## Begin SUPPLIED TEXT
Angels in America Part One awes reviewer with top-notch acting

A breath of fresh air is what the actors of Otterbein’s Theatre Department so warmly gave us on stage as they struck up this Wednesday night performance of “Angels in America Part I: Millennium Approaches.”

The Pit was the greatest setting for this spectacularly conducted contemporary play. The design elements and of course the wonderful acting were like looking at a rainbow in the sky after the rain. It gripped my attention from the very beginning.

“Angels in America” was written in two separately performed parts in 1991 and 1992 by playwright Tony Kushner. Kushner covers topics such as AIDS, HIV, homosexuality and racism.

The small hand gestures of Roy Cohn (Jake Robinson) reveal to the audience the homosexuality which Cohn tries to hide from the corporate lawyer world that he has ingrained himself in so solidly. He tells his doctor, “I am a heterosexual man who sleeps with men.” In contrast, Louis (Michael Weingand) and Prior (Cameron Hobbs) have an openly gay relationship despite the stigma that comes with the “homosexual” label.

The opening scene with Rabbi Isador Chemelwitz (Lauren Friednash) conducting a Jewish funeral shows the religious elements of the play. Joe (Austin Ramsey) is a closet homosexual and also a devout Mormon, and he is described as a gay Republican. His religious, awkward and frustrated character really shows the struggles with his sexuality. Joe’s resistance is characteristic of the changing political era that was the late 1980s in America. Belize, also played by Anthony Cason, is the extrovert gay. He is the sunshine through the rain in these depressing and upsetting situations.
## End SUPPLIED TEXT
## Begin EXCERPTED RECORDS
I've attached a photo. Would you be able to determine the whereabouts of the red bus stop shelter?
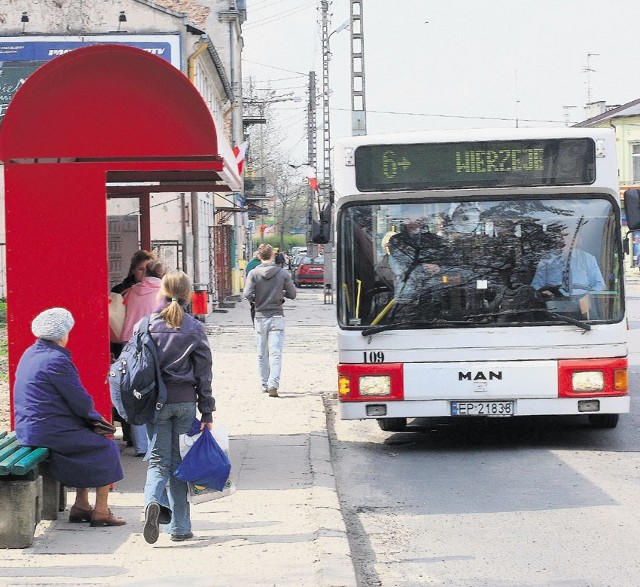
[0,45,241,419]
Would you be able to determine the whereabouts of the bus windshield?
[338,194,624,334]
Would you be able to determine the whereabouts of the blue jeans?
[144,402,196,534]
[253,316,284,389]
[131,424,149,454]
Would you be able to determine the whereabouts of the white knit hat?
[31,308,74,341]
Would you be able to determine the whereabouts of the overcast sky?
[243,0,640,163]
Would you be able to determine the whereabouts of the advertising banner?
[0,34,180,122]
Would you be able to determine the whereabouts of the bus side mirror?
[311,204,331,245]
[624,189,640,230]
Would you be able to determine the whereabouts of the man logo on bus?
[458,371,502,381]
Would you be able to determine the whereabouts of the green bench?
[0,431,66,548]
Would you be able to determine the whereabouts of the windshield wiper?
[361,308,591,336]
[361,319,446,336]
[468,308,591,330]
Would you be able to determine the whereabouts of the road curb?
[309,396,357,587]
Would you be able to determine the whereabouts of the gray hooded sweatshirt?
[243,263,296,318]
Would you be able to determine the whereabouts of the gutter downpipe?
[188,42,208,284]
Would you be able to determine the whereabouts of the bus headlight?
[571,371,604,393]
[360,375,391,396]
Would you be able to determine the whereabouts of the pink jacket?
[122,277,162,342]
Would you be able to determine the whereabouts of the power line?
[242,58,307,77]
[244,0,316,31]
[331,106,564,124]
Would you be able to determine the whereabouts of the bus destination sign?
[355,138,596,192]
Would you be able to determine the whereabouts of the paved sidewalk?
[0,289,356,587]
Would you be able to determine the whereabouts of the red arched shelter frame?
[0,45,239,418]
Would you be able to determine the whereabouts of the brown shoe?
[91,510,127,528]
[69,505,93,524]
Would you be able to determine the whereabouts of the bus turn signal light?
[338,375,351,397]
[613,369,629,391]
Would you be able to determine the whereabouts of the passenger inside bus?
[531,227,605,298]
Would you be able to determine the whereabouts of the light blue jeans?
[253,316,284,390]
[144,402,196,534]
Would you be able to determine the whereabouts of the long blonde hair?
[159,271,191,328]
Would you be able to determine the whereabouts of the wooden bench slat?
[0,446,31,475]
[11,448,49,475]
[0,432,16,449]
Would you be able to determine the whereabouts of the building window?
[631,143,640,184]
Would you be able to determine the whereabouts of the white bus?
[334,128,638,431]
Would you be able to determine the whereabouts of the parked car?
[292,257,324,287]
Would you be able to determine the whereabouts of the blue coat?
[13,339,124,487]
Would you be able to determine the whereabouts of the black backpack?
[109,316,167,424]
## End EXCERPTED RECORDS
## Begin EXCERPTED RECORDS
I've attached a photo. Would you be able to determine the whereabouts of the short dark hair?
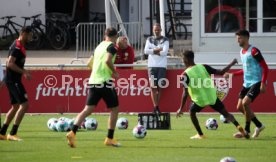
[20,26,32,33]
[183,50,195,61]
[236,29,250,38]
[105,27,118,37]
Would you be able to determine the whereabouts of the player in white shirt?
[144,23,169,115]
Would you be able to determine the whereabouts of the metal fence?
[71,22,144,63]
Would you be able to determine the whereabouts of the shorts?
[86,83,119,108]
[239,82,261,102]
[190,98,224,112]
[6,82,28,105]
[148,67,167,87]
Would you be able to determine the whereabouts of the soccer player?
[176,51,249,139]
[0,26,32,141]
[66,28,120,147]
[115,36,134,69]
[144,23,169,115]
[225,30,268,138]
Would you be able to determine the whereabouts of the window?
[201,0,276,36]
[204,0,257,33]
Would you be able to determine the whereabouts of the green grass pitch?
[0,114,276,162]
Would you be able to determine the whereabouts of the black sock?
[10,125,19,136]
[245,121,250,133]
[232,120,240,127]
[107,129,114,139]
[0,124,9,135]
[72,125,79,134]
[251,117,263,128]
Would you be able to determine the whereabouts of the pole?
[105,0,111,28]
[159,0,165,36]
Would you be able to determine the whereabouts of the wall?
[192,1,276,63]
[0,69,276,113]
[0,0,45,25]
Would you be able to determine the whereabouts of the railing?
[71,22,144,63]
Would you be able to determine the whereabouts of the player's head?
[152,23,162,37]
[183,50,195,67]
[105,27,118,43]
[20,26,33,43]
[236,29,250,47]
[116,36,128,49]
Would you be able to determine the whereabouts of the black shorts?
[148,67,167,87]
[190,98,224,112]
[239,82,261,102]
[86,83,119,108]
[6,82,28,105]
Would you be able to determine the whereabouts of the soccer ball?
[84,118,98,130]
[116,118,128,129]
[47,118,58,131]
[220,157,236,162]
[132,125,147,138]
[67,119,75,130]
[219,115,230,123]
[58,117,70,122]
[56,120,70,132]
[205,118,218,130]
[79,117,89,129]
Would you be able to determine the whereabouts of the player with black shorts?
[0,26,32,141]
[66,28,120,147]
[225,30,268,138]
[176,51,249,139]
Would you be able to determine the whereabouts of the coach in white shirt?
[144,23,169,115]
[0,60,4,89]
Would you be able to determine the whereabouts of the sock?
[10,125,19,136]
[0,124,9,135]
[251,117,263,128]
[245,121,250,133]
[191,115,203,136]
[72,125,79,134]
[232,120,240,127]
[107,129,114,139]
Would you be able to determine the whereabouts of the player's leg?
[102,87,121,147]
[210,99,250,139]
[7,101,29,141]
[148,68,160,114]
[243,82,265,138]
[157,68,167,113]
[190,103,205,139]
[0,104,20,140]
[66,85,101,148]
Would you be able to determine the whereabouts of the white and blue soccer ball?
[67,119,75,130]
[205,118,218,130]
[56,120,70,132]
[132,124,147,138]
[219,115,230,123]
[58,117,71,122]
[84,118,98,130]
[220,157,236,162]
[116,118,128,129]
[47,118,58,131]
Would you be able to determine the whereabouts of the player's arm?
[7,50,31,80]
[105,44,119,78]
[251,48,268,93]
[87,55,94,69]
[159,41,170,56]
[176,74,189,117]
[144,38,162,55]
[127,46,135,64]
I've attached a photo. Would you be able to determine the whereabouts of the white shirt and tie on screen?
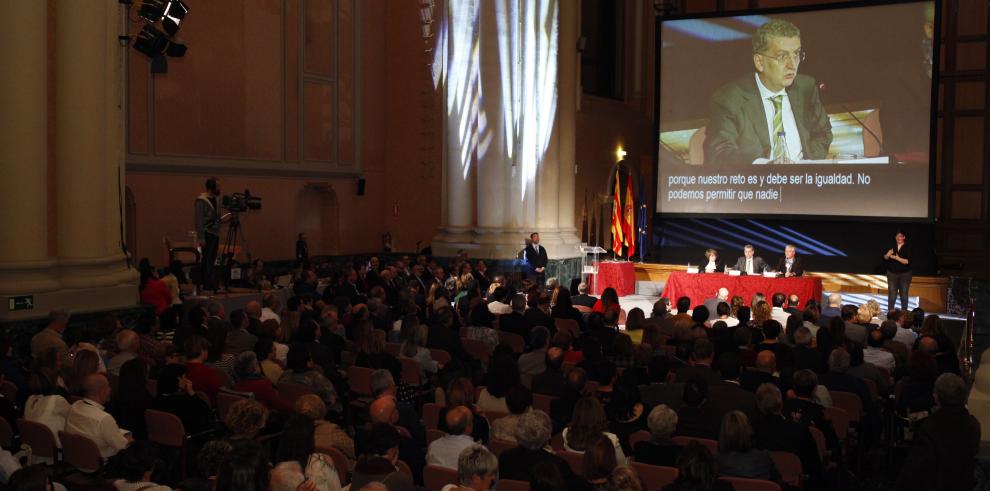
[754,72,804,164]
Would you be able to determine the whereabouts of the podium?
## End EXCERPTED RECORDS
SET EXERCISE A: Translate this sentence from the theater review into Spanish: "Kushner covers topics such as AIDS, HIV, homosexuality and racism."
SET EXERCISE B: Carry on the theater review of "Angels in America," beginning after its final sentence.
The records have no connection to the theater review.

EXERCISE RESULT A: Kushner aborda temas como el sida, el VIH, la homosexualidad y el racismo.

EXERCISE RESULT B:
The costumes, designed by assistant theatre professor Rebecca White, illustrate 1980s fashion perfectly. The men’s range of neutrally colored suits and the bright and gaudy jackets like Madonna wore in her music videos were all oddly fun and worked so well together.

The words “thresholds of revelations” was repeated over and over again in one scene by Harper (Stanzi Davis) and Mr. Lies (Anthony Cason), and it’s the theme of this breakthrough play. Every scene pushes social limits through the written text, and the theater students of Otterbein establish each character intricately.

Harper’s drug addiction and Prior’s illness contribute to well-crafted hallucination scenes. The music becomes louder, the lights become surreal and the tension levels rise as the production rolls smoothly along. One scene shows Harper rolling around in Antarctica. A white sheet and very bright blue lighting depict the snow that is exciting to Harper as she leaves her apartment to go and explore New York City alone. Prior’s horrifically terrifying yells of pain and anguish during the penultimate scene deeply vibrate through you, as if someone has put a loudspeaker next to your ear. The last scene, which should not be revealed, brings closure and rest for Prior.

Every dreamlike scene created by director Ed Vaughan, an assistant theatre professor, brought out the difficult topic of AIDS and HIV. The surreal lighting (designed by professor Rob Johnson) and mix of piano music contrasted with modern kung-fu jams (mixed by Ed Vaughan) created an ambiguous ambience between scene changes. This controversial play shows the ending of an era in the history of discrimination against homosexuality.

I think you should get out of your houses and go see this liberating play of taboo topics and trippy but well-played characters. I feel “Angels in America” helps set the high standard for the rest of the plays Otterbein has yet to show us.